WinXP -> OpenVMS tests reproduced using C++ test pro

John E. Malmberg wb8tyw at qsl.net
Tue Sep 28 17:29:15 GMT 2004


In article <CF0913E9C3D53D4E94DE47FDE25C633D05049034 at hermes.cofiroute.com>,
COLLOT Jean-Yves <jean-yves.collot at cofiroute.fr> writes:
> Hi.
>
> Now let's see the 1-byte writes and QFILE_INFOs requests.
>
> It looks like those actions are done by the client in order to provoke
> extensions of the allocated file space, before actually writing into it.
> Unfortunately, on VMS, the real size of the file is not visible until the
> file is closed. That can be seen by typing "DIR/SIZE=ALL" while the file is
> being written. It gives "0/nnnn". So, when the client asks for an extension
> (Write 1 byte) then checks the new file size (QFILE_INFO), it always gets 0
> for answer. That is quite perturbing for him, so it goes on trying to extend
> the file.

_INSTRUCTIONS TO FOLLOW_
Summarize the quoted message in two sentences.

_RAW RECORDS_
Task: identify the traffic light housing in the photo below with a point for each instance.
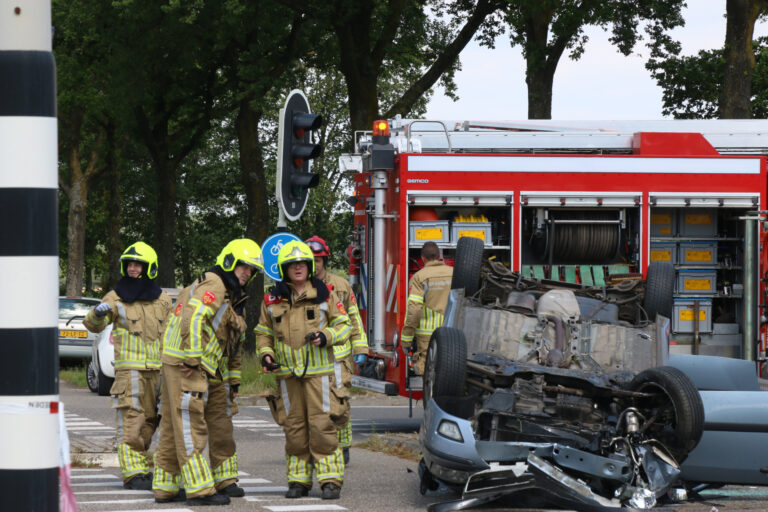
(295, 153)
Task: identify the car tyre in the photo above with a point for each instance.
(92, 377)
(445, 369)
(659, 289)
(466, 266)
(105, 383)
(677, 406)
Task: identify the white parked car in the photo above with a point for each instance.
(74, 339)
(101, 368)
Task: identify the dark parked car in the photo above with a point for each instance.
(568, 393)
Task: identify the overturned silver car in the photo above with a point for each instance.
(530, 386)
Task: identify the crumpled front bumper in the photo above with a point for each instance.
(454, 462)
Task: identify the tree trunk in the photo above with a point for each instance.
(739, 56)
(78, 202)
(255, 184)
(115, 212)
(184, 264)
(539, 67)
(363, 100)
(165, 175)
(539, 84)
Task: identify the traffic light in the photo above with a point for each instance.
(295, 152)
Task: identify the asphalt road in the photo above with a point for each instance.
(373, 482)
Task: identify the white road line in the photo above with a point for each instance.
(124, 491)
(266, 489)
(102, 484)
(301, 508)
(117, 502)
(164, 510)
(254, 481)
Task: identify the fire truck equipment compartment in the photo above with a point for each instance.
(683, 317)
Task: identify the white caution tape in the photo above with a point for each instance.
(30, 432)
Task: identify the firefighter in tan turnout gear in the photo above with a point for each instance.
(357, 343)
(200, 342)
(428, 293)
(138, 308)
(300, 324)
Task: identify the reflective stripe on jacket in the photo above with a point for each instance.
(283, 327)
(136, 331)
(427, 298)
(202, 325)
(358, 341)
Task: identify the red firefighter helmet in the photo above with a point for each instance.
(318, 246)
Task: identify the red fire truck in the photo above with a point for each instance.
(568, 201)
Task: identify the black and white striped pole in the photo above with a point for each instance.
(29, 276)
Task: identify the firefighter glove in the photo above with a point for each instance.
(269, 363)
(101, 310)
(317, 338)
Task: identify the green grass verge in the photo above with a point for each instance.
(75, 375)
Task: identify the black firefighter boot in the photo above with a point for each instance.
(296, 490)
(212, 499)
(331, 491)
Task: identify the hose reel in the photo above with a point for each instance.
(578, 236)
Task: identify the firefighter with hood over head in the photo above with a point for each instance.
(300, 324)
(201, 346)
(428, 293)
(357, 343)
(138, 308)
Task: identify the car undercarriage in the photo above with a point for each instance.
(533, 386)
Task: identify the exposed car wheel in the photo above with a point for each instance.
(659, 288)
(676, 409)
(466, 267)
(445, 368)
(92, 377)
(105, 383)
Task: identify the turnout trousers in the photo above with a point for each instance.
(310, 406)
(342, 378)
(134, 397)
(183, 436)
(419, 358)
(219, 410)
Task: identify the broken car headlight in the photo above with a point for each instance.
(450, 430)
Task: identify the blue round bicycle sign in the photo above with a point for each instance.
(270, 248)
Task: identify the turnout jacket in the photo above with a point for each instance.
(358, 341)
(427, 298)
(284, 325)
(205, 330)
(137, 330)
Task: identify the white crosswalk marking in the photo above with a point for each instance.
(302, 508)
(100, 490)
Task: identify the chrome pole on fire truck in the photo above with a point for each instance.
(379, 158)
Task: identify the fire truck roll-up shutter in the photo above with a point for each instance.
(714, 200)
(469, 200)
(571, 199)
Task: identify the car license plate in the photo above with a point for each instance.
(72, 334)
---
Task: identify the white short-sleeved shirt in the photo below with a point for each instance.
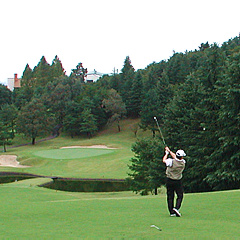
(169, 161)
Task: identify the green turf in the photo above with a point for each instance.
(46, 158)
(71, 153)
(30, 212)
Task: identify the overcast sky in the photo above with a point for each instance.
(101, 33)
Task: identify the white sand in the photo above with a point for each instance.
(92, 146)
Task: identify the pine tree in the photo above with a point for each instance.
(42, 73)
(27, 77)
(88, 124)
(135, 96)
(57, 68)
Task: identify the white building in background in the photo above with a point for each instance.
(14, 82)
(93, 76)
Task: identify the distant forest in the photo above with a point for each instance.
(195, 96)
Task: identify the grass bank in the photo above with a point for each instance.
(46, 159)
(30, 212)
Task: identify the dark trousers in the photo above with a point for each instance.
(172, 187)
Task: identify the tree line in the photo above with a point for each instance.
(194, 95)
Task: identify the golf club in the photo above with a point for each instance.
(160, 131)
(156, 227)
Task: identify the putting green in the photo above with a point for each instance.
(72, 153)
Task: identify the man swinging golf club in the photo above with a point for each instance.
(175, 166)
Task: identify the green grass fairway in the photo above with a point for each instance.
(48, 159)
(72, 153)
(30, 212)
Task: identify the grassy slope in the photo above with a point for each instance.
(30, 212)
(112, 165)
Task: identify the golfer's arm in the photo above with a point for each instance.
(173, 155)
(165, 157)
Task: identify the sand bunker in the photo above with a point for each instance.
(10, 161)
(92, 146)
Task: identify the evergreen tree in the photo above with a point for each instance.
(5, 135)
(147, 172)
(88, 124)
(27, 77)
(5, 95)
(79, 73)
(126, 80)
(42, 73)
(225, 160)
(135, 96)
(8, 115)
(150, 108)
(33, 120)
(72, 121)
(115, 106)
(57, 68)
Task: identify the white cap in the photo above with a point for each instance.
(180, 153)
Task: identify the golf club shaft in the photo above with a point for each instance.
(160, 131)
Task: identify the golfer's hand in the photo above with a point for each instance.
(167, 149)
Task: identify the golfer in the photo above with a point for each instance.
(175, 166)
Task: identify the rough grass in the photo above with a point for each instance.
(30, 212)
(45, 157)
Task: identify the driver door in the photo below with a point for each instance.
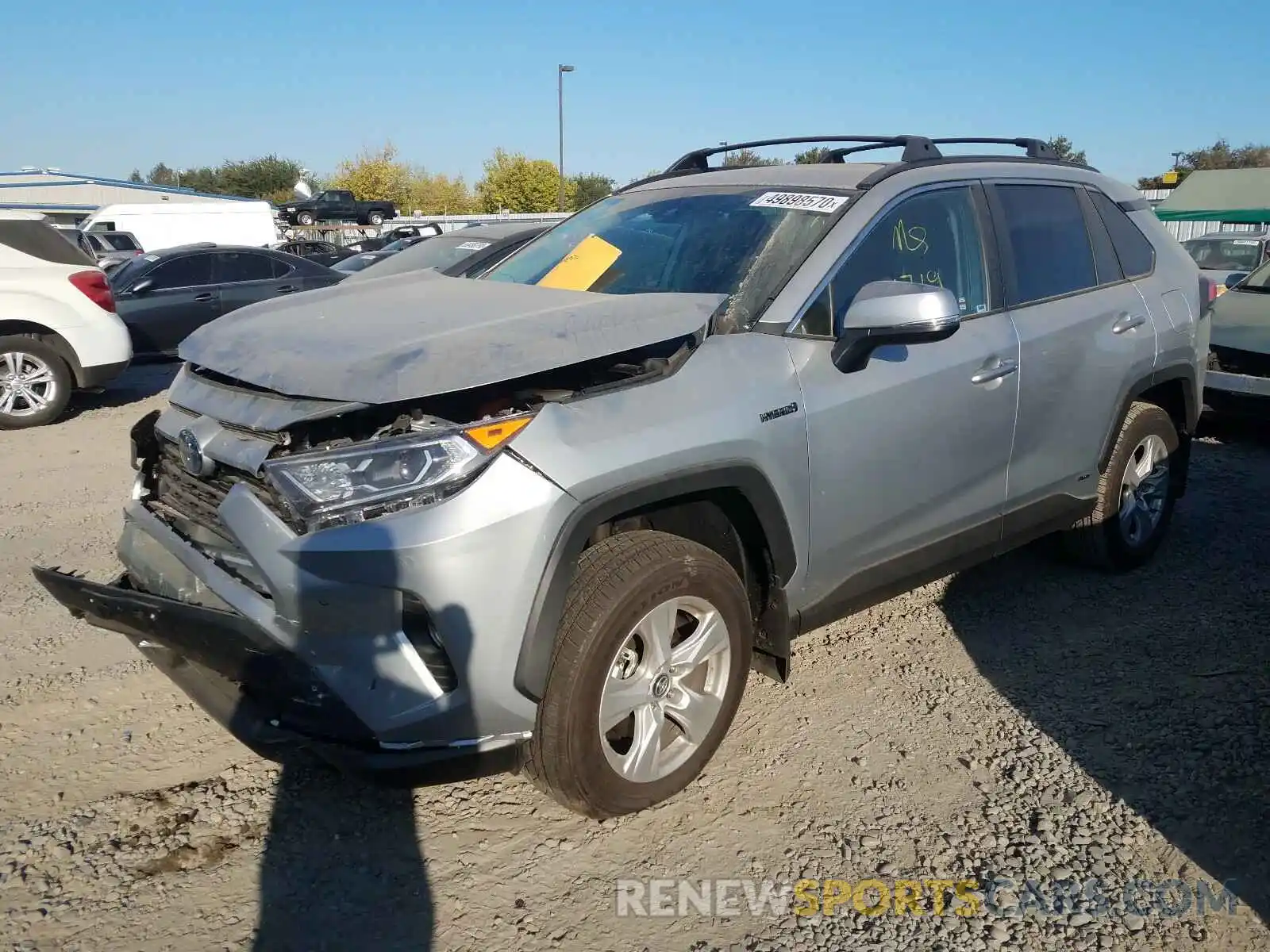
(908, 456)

_COMPLETE ANSWER_
The client appears to send 1-byte writes and QFILE_INFO requests to make the allocated file space grow before it actually writes into the file. Because VMS does not show a file's real size until the file is closed, each size check returns 0, and the client keeps trying to extend the file.